* DIRECTION *
Could you reproduce all of the material below with every "place a point" switched to "put a marker" and nothing else changed?

* DATA EXCERPTS *

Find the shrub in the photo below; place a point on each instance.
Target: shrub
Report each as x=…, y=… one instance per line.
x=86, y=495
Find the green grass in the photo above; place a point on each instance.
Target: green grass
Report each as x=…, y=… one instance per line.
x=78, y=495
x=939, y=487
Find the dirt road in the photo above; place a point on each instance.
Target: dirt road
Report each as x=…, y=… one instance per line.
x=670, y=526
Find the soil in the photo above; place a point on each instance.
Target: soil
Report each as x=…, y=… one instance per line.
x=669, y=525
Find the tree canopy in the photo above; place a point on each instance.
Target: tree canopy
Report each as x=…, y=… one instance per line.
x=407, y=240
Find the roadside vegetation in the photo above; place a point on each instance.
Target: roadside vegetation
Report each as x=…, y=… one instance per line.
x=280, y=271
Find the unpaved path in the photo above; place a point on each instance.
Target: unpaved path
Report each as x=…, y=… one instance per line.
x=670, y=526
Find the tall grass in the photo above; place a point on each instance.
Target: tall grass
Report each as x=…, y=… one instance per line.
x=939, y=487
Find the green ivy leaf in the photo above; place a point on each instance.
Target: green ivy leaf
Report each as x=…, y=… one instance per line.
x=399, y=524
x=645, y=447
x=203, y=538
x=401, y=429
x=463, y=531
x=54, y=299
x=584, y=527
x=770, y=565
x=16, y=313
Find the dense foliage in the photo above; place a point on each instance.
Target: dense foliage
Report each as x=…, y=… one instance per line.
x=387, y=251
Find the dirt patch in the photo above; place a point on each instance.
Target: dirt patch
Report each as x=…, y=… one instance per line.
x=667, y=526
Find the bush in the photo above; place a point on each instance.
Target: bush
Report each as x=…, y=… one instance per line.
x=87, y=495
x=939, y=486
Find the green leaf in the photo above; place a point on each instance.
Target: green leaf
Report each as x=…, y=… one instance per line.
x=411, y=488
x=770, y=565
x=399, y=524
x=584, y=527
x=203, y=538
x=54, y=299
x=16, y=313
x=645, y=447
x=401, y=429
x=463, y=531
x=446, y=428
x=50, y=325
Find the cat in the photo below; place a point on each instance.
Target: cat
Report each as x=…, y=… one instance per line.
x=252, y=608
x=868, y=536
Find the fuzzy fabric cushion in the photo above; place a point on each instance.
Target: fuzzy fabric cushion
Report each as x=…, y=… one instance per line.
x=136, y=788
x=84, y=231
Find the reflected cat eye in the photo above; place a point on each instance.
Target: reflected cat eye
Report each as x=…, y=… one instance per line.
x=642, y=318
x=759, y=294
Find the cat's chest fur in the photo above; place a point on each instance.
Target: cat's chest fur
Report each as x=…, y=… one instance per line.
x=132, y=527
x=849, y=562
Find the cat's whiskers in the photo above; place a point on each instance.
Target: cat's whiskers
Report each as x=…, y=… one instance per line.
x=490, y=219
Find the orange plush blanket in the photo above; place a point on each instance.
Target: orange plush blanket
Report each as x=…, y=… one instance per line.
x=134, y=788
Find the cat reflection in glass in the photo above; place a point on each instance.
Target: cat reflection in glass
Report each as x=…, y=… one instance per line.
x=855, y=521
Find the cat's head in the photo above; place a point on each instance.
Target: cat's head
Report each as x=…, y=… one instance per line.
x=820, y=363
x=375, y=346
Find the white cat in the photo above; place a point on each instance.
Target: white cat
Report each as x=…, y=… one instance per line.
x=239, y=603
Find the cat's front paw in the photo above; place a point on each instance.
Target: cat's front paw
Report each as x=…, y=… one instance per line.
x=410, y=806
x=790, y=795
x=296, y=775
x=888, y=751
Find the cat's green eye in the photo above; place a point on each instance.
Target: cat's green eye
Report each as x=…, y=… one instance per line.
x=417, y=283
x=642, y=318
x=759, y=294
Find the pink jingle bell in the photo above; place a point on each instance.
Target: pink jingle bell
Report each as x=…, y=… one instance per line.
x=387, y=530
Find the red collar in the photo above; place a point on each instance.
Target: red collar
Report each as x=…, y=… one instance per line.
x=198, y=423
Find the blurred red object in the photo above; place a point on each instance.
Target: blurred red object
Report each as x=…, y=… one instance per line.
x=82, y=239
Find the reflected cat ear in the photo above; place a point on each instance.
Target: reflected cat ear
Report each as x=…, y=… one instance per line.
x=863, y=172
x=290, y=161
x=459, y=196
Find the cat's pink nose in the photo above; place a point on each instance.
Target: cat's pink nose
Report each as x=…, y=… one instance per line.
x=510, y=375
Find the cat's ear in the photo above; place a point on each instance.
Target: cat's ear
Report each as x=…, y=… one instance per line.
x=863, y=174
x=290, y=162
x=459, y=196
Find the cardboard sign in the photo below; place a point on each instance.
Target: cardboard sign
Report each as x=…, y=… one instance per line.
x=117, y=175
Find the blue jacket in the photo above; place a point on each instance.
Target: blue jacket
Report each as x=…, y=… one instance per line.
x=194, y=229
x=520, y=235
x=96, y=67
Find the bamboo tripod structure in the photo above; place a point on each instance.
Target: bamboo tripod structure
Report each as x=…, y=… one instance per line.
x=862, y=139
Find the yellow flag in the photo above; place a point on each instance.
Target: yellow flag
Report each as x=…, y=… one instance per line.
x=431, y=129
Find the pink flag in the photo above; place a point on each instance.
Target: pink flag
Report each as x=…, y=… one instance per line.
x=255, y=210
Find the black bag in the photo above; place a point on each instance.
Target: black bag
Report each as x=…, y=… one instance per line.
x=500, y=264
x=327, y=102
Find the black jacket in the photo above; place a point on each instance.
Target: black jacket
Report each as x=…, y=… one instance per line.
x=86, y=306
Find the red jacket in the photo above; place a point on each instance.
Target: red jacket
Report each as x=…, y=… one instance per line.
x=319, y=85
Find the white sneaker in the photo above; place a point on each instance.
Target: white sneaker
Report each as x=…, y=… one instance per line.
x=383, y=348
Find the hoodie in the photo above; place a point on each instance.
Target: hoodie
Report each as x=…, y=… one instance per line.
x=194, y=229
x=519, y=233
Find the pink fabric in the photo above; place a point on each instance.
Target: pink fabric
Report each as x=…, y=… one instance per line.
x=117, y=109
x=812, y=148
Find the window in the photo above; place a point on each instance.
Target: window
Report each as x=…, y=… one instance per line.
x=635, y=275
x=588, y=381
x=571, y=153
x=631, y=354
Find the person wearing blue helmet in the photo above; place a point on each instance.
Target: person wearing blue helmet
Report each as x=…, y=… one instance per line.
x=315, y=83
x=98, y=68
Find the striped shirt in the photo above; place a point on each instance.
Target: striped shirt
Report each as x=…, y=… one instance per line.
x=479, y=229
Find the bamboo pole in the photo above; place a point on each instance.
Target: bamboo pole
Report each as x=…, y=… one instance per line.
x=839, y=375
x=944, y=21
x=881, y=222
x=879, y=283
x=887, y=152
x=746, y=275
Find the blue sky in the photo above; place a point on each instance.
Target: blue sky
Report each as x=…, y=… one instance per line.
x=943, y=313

* ANSWER TO THE PROBLEM *
Find the shrub in the photo below; put a marker on each instance.
Target: shrub
Report each as x=…, y=… one instance per line.
x=86, y=495
Find the green grass in the photo above; put a marker on each instance.
Target: green grass
Report each as x=…, y=… one instance per line.
x=78, y=495
x=939, y=487
Find the dirt road in the photo above; put a marker on each instance.
Target: dirt road
Report each as x=…, y=… one instance per line.
x=670, y=526
Find the soil in the photo above; put a marker on each instance.
Target: soil
Report each as x=…, y=… one instance per line.
x=669, y=525
Find the tree canopy in the photo above; put a marker on each instance.
Target: tree canopy
Report each as x=…, y=… one instance per line.
x=407, y=240
Find the roadside vegetation in the photo above; put a marker on each instance.
Target: roadside vegetation
Report each as x=…, y=… one instance per line.
x=280, y=271
Find the unpaved path in the photo above; put a marker on each instance.
Target: unpaved path
Report each as x=…, y=… one instance per line.
x=670, y=526
Find the tall grass in the photo above; put a marker on each instance.
Target: tall grass
Report each as x=…, y=… one instance per line.
x=939, y=487
Find the green ivy leaf in the photo above; put a marker on each instance.
Target: green ivy leaf
Report each as x=…, y=… one instance per line.
x=399, y=524
x=645, y=447
x=203, y=538
x=401, y=429
x=463, y=531
x=54, y=299
x=584, y=527
x=770, y=565
x=16, y=313
Find the dense foliage in the photo above; put a marker on each instance.
Target: dense foliage
Report each as x=…, y=… one instance per line.
x=387, y=251
Find the dirt patch in the photo above; put a marker on each instance.
Target: dirt patch
Report each as x=…, y=… one instance per line.
x=667, y=526
Find the bush in the photo above; put a marker on each instance.
Target: bush
Report each as x=…, y=… one instance per line.
x=87, y=495
x=939, y=486
Find the green leaf in the photo above; put a marker on each instance.
Target: green leaf
Report each as x=…, y=… one instance per line.
x=411, y=488
x=770, y=565
x=399, y=524
x=584, y=527
x=203, y=538
x=54, y=299
x=16, y=313
x=645, y=447
x=401, y=429
x=463, y=531
x=446, y=428
x=50, y=325
Find the cat in the photo below; put a marker on each instance.
Target: cat
Report each as x=…, y=… one instance per line.
x=252, y=608
x=868, y=536
Find the fuzzy fabric cushion in the photo above; put a marker on each instance.
Target: fuzzy fabric cushion
Report each as x=…, y=… one instance per line.
x=136, y=788
x=84, y=231
Find the reflected cat eye in the photo above; put a marker on each instance.
Target: reflected cat eye
Report each as x=…, y=… one instance per line.
x=642, y=318
x=759, y=294
Find the cat's chest fur in the photo above; put a marker on each instance.
Target: cat's chest fur
Report each as x=…, y=… one instance per line.
x=132, y=527
x=849, y=562
Find the cat's whiskers in the photo above; put a marker on each instance.
Target: cat's whiskers
Report each as x=…, y=… one instance per line.
x=490, y=219
Find the orange plush blanket in the photo above; put a marker on each instance.
Target: orange plush blanket
Report each as x=…, y=… one instance per line.
x=134, y=788
Find the cat reflection in glass in the photo above; put a marker on each instance.
Target: cat reflection in glass
Report each as x=…, y=… one instance per line.
x=855, y=521
Find the cat's head in the photo above; put a marker on each instance.
Target: cat's head
Report each as x=…, y=… one instance per line.
x=820, y=363
x=375, y=346
Find the white cat in the photo above; put a marker on each instance.
Target: white cat
Report each as x=…, y=… one instance per line.
x=239, y=603
Find the cat's front paw in the photo above; put a marker on each instance.
Target: cat's front paw
Report each as x=…, y=… one instance per line.
x=410, y=806
x=790, y=795
x=296, y=775
x=888, y=751
Find the cat's green eye in the photo above; put a marker on each instance.
Target: cat's green eye
Report each as x=…, y=… one instance per line.
x=417, y=283
x=642, y=318
x=759, y=294
Find the pink jingle bell in the photo above; put a marker on each instance.
Target: pink jingle bell
Report each as x=…, y=… one instance per line.
x=387, y=530
Find the red collar in the photo above; put a marker on each instance.
Target: red collar
Report each as x=…, y=… one instance per line.
x=198, y=423
Find the blurred red object in the photo above; put a marker on each instance.
Target: blurred red object
Report each as x=…, y=… one instance per line.
x=82, y=239
Find the reflected cat ear in the photo above; put a marker on each instance.
Target: reflected cat ear
Report each as x=…, y=… one instance per line.
x=863, y=172
x=290, y=161
x=459, y=196
Find the cat's pink nose in the photo above; put a marker on each instance.
Target: cat's pink nose
Report each as x=…, y=… one instance per line.
x=510, y=375
Find the cat's ear in the photo above; put a marker on each instance.
Target: cat's ear
Report each as x=…, y=… one instance per line.
x=863, y=174
x=290, y=162
x=459, y=196
Find the cardboard sign in the photo below; put a marker on each instance.
Target: cardboard sign
Report each as x=…, y=… one instance per line.
x=117, y=175
Find the blue jacket in the photo above; put a marker on each instance.
Target: blue jacket
Report each as x=…, y=… one instance per line.
x=194, y=229
x=520, y=235
x=96, y=67
Find the bamboo tripod structure in the photo above; put a marker on each instance.
Target: bamboo tripod structure
Report each as x=…, y=… one instance per line.
x=862, y=139
Find the yellow flag in the photo above; put a marker on each instance.
Target: yellow flag
Report each as x=…, y=… one instance per line.
x=431, y=129
Find the pink flag in the photo above; put a marker on each instance.
Target: pink flag
Report each as x=…, y=… one instance per line.
x=255, y=210
Find the black bag in the photo above; put a marker on each instance.
Target: black bag
Report each as x=…, y=… one instance per line.
x=500, y=264
x=327, y=102
Find the black jacket in the photo above; put a marker on each instance.
Target: black jacket
Report each as x=…, y=… one instance per line.
x=86, y=306
Find the red jacket in the photo above; put a marker on each instance.
Target: red jacket
Report each as x=…, y=… one instance per line.
x=319, y=85
Find the white sneaker in the photo above; put a marker on each instance.
Target: white sneaker
Report each as x=…, y=… one instance per line.
x=383, y=348
Find the hoodie in the photo above; put a marker on each instance.
Target: hoodie
Report each as x=…, y=… one instance per line.
x=194, y=229
x=519, y=233
Find the pink fabric in the photo above; put a marker on each instance.
Target: pink fabric
Report each as x=…, y=… one instance per line.
x=117, y=109
x=812, y=148
Find the window in the photo above; put a marker on each instance.
Target: window
Report each as x=…, y=… one instance per line.
x=635, y=275
x=588, y=381
x=571, y=153
x=631, y=354
Find the person wearing blue helmet in the photo above; put a marker on each instance.
Target: person wearing blue helmet
Report each as x=…, y=… one instance per line.
x=315, y=83
x=98, y=68
Find the striped shirt in the photo above; put a marker on each instance.
Target: striped shirt
Report each as x=…, y=… one instance per line.
x=479, y=229
Find the bamboo pole in the photo above; put a marker on each instance.
Target: bamboo pole
Report each as x=…, y=… one instance per line.
x=839, y=375
x=944, y=21
x=881, y=222
x=879, y=283
x=887, y=152
x=746, y=275
Find the blue sky in the photo above; put a marker on each instance.
Target: blue sky
Report each as x=…, y=… one instance per line.
x=943, y=313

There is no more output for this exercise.